If what I said is true, these statistical tests almost always assume that the distribution that is being drawn from is stationary. So, the only way things work out is if you have an underlying stationary distribution. Otherwise, your statistical test might indicate the wrong thing.

I freely admit that many of your points are still valid, but I don't see how A/B is a more powerful algorithm that has less assumptions.

Perhaps stepping back can clarify.

The necessary, reasonable, and much weaker assumption needed for A/B testing is that users are independent of each other, and arrive by some Poisson process. Meaning that at any given point in time there is some average rate that users arrive, but each user's arrival is independent of all other arrivals. (More mathematically precisely, the number of people who will arrive in any specified time period follows a Poisson distribution. Poisson processes accurately model everything from nuclear decay counts to emergency room arrivals.) If you randomly divide a group of people who arrived by a Poisson process into two subgroups in a fixed ratio (say, evenly), those subgroups will also turn out to be generated by a Poisson process.

Now we're going to take those subgroups, and feed them into our versions. Let's focus on what happens with version A. Depending on when a user arrived, that user will have some chance of converting to a success, and some chance of not doing so. If we look at a random user that arrived and ignore when they arrived, their probability of converting will be the average of their probability of converting, weighted by the rate of arrival. Furthermore our assumption that users are arriving from a Poisson process means that each user is statistically independent from all of the others. Now it is true that if we pay attention to the fact that certain users arrived close to others, there are likely correlations to be found between those specifically users. But if you sample two random users from all of the users who could have arrived, they will be independent and have an identical probability of conversion, which is that average. (This flows out of the assumption that the initial population came from a Poisson process.)

This same analysis can be done for A and for B. Now we don't know the actual conversion rates over our trial. But suppose that we did know them, and it happened to be that the conversion rate for B is better at every time than for A. Then it it is easy to show that the average conversion rate (weighted by arrival rate of course) over the whole interval for B would be better than for A.

Therefore if we assume that there is a consistent preference, statistical evidence over the sample that B converts better than A is valid statistical evidence that B is actually the better version at any given point in time. This holds even if the difference between their conversion rate is much lower than the fluctuation of the conversion rates of both over the interval we sampled from.

(Very helpfully for A/B test practitioners, this math works whether or not you happen to understand it. As long as you're not adjusting sampling rates, A/B tests are statistically valid.)

Now take a traditional MAB algorithm. The whole analysis that I just did falls apart. The fact that we send traffic to the versions at different rates at different points of time means that the average for random people in the two versions is weighted differently over the interval. This opens up the possibility that the average conversion rate of the whole sample for B can be better than for A, yet A might at every point in time have had a better conversion rate than B.

● **MATERIAL SHOWN**
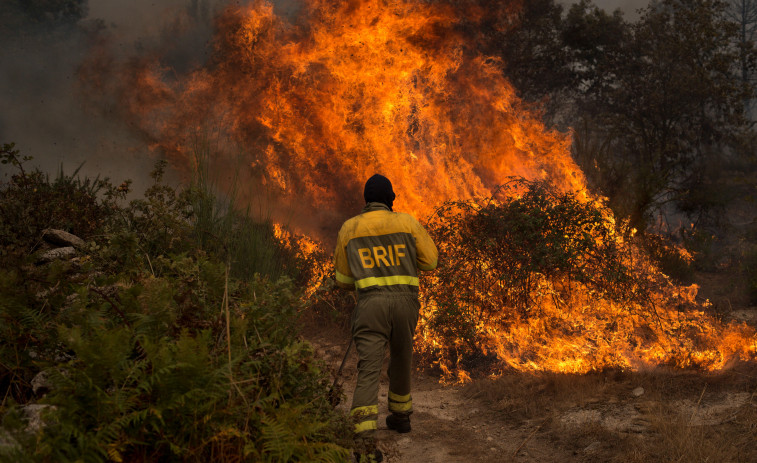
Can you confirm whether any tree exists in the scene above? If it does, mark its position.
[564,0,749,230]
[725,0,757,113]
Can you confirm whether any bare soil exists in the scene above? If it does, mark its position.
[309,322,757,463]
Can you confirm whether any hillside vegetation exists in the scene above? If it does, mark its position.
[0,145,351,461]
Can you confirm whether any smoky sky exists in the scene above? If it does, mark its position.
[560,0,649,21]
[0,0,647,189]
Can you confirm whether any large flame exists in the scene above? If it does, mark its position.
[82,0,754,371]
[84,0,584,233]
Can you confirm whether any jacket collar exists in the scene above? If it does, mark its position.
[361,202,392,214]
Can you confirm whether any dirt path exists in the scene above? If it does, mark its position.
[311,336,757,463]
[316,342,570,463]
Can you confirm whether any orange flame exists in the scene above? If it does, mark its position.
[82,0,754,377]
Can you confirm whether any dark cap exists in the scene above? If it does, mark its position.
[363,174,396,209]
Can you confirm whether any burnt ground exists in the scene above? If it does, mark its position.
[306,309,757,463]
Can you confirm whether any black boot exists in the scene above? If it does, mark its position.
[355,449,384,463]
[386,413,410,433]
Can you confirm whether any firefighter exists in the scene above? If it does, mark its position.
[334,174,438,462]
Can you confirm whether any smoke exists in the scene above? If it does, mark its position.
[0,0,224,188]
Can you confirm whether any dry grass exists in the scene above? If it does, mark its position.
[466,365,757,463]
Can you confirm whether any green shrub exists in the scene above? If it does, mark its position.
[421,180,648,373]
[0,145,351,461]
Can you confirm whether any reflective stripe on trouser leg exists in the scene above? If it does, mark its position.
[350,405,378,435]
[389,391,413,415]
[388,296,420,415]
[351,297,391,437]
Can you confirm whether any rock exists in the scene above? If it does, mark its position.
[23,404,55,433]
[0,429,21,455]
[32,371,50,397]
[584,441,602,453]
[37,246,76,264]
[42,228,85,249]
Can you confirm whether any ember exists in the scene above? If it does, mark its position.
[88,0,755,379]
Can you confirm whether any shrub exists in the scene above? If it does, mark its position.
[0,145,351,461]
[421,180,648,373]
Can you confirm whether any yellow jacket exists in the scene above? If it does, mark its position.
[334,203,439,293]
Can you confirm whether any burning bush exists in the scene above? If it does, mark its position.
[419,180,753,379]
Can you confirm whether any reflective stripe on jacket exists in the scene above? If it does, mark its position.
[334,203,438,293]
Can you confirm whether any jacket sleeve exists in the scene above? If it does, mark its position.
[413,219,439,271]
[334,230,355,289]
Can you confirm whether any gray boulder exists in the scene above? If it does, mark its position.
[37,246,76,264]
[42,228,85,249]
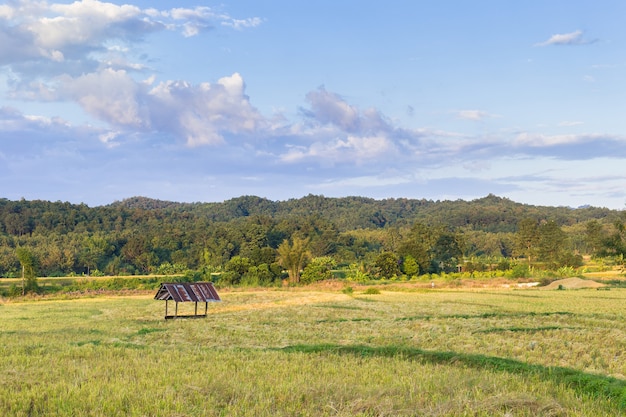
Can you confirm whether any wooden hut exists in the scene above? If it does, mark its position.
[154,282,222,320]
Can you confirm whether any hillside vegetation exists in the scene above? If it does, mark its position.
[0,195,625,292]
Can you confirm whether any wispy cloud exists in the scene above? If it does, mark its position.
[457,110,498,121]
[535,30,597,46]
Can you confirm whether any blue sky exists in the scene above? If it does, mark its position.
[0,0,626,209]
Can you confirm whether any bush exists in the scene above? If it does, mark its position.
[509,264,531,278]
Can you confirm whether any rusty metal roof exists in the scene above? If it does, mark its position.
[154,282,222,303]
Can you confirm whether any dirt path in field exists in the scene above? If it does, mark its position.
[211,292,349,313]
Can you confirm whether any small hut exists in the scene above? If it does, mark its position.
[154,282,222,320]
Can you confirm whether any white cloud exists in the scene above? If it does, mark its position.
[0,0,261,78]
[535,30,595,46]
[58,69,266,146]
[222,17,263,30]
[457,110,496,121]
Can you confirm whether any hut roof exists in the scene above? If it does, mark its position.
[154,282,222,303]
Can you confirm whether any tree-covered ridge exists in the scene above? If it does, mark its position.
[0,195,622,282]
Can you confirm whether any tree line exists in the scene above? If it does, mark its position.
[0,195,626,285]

● **DIRECTIONS**
(a) In the records, give again the lines starting with the line with "Can you confirm whether any rock" and going on through the line with "[88,0,755,379]", changing "rock" to "boulder" and keeping everything else the same.
(b) Carry on the discussion of A/B testing and bandit algorithms from where it stops.

● **WRITTEN ANSWERS**
(a)
Can you confirm whether any boulder exists in the scene above? If it does, mark its position.
[23,404,55,433]
[0,429,21,455]
[32,371,50,397]
[584,441,602,453]
[37,246,76,264]
[42,228,85,249]
Can you confirm whether any ember exists in the scene above? If it does, mark its position.
[88,0,755,379]

(b)
See http://en.wikipedia.org/wiki/Simpsons_paradox if that seems impossible to you. If you've read that and understand how being better in the sample that a MAB algorithm collected is not statistical evidence that you're actually better, then you may want to re-read this post to understand why an A/B test is still statistically valid.

To avoid this trap, what you need to do in the MAB algorithm is either subsample or scale data (subsampling is provably more robust but not much so, scaling is simpler and converges faster) so that the statistical decision that you're basing your MAB choices on avoids this pitfall, at least in the limit. But as I said before, a detailed discussion of how to make this work and the necessary trade-offs would get fairly involved.

I don't know how we got onto arrival rates of our visitors. I would just like to state that Simpson's paradox is exactly why we shouldn't compare percent conversions. They are meaningless. However, many of the statistical tests like Student's t-test compensate for this paradox by including the number of samples in the tests. See : http://en.wikipedia.org/wiki/Student%27s_t-test#Unequal_samp...

I think you said one thing that are at the heart of the issue. We assume that the E[conversion of B] > E[conversion of A] for the entire period sampled.

I think all of the details about Poisson processes are not required if you just assume that each person is drawn IID from the population.

I just don't think you are answering the right questions here.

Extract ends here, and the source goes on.